• **作業指示**
「task: segment the lake」を含む行から「59], [32, 67]]」を含む行までを、「lake」を「pond」に置き換えて書き直してください。それ以外の箇所はそのまま残してください。

*-*-*

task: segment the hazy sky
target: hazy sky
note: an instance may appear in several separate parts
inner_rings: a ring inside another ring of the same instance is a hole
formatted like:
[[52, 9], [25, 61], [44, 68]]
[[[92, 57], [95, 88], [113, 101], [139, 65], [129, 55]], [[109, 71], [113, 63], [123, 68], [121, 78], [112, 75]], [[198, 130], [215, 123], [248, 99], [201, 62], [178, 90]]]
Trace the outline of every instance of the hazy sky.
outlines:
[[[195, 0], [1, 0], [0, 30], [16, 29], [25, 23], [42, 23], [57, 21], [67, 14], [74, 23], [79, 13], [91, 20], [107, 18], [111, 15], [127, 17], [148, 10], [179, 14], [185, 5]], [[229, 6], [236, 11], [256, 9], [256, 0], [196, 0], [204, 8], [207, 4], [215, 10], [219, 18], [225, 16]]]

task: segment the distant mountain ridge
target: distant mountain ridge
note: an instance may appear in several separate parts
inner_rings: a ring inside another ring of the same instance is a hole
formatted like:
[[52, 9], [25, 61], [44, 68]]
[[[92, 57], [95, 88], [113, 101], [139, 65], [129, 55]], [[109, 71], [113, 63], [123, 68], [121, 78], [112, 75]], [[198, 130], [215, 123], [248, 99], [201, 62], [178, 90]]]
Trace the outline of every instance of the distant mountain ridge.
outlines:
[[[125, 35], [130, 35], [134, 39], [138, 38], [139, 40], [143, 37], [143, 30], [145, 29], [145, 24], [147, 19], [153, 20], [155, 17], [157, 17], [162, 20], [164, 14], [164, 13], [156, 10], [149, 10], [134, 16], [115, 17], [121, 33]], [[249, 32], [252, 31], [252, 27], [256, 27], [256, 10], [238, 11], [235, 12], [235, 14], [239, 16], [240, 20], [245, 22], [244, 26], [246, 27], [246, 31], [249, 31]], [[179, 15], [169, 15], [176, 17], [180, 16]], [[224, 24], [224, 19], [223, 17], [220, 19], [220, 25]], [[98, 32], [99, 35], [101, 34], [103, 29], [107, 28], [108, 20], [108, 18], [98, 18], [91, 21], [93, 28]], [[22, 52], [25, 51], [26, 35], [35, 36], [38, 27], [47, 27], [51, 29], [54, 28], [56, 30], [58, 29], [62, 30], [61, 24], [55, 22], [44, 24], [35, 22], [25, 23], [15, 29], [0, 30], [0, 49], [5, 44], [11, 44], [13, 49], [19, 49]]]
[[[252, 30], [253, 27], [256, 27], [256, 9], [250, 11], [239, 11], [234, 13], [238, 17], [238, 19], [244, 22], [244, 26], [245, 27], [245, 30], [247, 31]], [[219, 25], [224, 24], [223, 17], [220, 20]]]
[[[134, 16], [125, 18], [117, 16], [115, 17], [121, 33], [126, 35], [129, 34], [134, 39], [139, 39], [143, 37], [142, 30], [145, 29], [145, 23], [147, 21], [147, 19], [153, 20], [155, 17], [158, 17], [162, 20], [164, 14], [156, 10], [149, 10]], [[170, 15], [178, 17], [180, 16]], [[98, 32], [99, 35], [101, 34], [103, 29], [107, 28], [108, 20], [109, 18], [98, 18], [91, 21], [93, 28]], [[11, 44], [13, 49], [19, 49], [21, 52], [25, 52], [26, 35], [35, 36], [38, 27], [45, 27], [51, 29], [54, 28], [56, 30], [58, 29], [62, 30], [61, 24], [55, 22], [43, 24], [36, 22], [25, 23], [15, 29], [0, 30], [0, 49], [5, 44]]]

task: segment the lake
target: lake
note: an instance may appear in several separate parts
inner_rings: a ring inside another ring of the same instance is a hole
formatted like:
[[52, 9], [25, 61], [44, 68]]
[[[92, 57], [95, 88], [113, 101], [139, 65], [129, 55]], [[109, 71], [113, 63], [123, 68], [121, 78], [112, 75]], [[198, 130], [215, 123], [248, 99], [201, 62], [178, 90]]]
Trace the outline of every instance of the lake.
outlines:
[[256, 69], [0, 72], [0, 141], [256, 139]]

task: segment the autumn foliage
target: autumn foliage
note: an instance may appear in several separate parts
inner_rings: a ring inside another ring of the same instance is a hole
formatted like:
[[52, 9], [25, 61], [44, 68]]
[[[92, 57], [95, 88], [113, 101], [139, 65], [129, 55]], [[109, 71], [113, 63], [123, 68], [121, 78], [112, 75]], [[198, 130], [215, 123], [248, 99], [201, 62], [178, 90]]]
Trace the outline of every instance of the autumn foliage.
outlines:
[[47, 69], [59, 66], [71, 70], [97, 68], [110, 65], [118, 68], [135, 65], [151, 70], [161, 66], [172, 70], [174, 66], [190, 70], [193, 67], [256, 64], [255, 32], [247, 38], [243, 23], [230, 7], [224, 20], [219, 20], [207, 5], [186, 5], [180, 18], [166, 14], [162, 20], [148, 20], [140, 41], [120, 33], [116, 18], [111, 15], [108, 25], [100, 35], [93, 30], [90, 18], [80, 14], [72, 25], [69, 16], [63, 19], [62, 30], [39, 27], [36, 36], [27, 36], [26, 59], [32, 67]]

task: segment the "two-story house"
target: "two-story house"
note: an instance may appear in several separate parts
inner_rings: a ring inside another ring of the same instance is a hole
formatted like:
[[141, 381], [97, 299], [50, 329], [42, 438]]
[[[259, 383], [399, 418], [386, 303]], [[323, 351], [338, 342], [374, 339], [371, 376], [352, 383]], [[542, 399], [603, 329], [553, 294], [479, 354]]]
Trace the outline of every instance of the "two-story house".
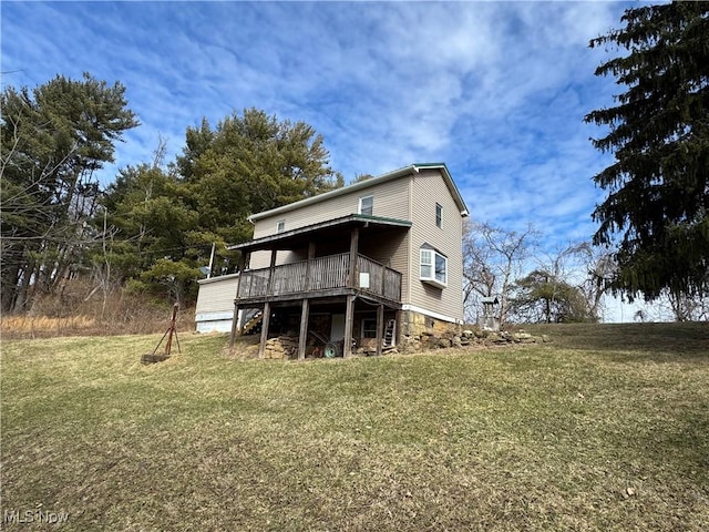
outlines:
[[[203, 279], [197, 330], [260, 321], [308, 349], [381, 352], [401, 335], [463, 320], [465, 203], [445, 164], [413, 164], [249, 217], [239, 274]], [[256, 314], [256, 317], [253, 316]], [[320, 344], [320, 346], [318, 346]], [[316, 346], [316, 347], [314, 347]], [[335, 352], [326, 352], [332, 356]]]

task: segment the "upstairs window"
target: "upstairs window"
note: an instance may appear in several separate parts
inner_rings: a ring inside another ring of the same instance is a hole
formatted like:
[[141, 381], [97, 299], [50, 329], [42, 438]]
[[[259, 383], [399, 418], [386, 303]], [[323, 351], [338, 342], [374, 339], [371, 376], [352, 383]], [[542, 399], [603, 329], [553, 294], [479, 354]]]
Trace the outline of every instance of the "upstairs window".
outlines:
[[363, 196], [359, 198], [359, 214], [372, 216], [374, 214], [374, 196]]
[[421, 248], [420, 278], [439, 288], [448, 286], [448, 257], [435, 249]]

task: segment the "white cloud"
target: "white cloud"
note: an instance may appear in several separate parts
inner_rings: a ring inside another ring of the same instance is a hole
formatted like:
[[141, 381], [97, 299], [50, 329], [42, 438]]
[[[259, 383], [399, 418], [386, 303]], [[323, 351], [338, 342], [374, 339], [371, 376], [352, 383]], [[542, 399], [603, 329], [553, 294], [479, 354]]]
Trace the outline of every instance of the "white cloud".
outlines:
[[[4, 84], [90, 71], [143, 125], [116, 164], [171, 154], [187, 126], [256, 106], [325, 136], [347, 178], [446, 162], [472, 215], [588, 237], [607, 162], [583, 123], [613, 80], [589, 39], [615, 2], [117, 2], [3, 4]], [[115, 168], [111, 170], [112, 172]], [[106, 173], [106, 178], [112, 174]]]

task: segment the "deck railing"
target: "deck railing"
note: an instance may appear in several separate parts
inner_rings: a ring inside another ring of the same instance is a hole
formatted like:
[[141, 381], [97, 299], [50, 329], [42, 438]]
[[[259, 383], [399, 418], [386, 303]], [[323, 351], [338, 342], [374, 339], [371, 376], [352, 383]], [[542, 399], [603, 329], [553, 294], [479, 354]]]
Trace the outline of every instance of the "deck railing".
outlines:
[[[350, 277], [350, 254], [284, 264], [242, 273], [237, 299], [286, 296], [335, 288], [358, 288], [387, 299], [401, 299], [401, 274], [363, 255], [357, 256], [357, 272]], [[359, 274], [368, 274], [361, 276]], [[354, 279], [354, 284], [350, 279]]]

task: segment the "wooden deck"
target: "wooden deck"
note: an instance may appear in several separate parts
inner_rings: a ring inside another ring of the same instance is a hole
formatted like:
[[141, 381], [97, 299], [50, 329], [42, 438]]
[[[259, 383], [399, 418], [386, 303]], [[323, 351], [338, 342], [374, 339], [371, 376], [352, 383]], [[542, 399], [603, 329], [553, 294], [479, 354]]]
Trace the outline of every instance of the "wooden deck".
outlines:
[[[317, 297], [337, 289], [357, 289], [379, 298], [401, 300], [401, 273], [357, 255], [354, 275], [349, 253], [251, 269], [242, 273], [236, 298], [238, 303], [284, 296]], [[363, 275], [362, 275], [363, 274]]]

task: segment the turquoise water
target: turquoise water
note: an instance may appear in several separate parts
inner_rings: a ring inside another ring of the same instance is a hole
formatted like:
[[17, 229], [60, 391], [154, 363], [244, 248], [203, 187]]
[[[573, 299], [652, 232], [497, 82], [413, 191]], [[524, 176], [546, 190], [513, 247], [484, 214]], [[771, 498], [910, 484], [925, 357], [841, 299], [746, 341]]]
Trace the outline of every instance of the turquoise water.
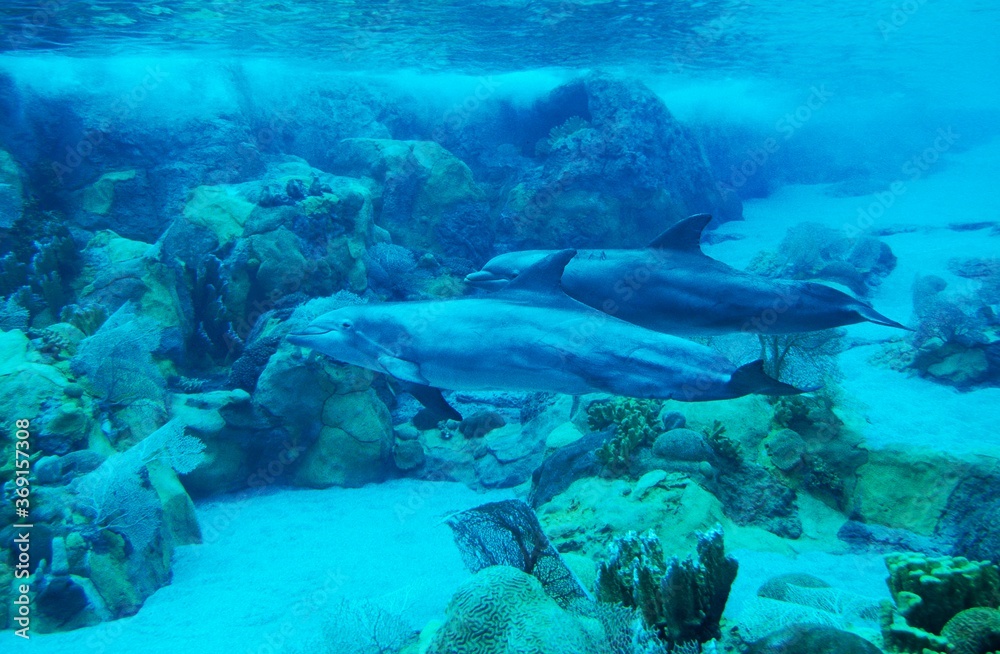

*-*-*

• **完成した演習**
task: segment the pond
target: pond
note: an instance may appear in several separate parts
inner_rings: a ring inside another ring of the same instance is a hole
formatted like:
[[52, 9], [25, 61], [44, 68]]
[[[92, 57], [95, 88], [113, 101], [139, 65], [129, 55]], [[109, 71], [113, 63], [123, 68], [121, 78], [112, 75]], [[198, 130], [215, 123], [248, 99], [201, 62], [178, 90]]]
Trace the outline of every instance of the pond.
outlines:
[[256, 69], [0, 72], [0, 141], [256, 139]]

task: segment the autumn foliage
target: autumn foliage
note: an instance may appear in several separate parts
inner_rings: a ring inside another ring of the same instance is a hole
formatted like:
[[52, 9], [25, 61], [44, 68]]
[[[92, 57], [95, 88], [113, 101], [139, 65], [129, 55]], [[109, 71], [113, 63], [123, 68], [121, 78], [112, 75]], [[198, 130], [215, 123], [248, 99], [201, 62], [178, 90]]]
Trace the outline of every instance of the autumn foliage.
outlines:
[[47, 69], [59, 66], [71, 70], [97, 68], [110, 65], [118, 68], [135, 65], [151, 70], [161, 66], [172, 70], [174, 66], [190, 70], [193, 67], [256, 64], [255, 32], [247, 38], [243, 23], [230, 7], [224, 20], [219, 20], [207, 5], [186, 5], [180, 18], [166, 14], [162, 20], [148, 20], [140, 41], [120, 33], [116, 18], [111, 15], [108, 25], [100, 35], [93, 30], [90, 18], [80, 14], [72, 25], [69, 16], [63, 19], [62, 30], [39, 27], [36, 36], [27, 36], [26, 59], [32, 67]]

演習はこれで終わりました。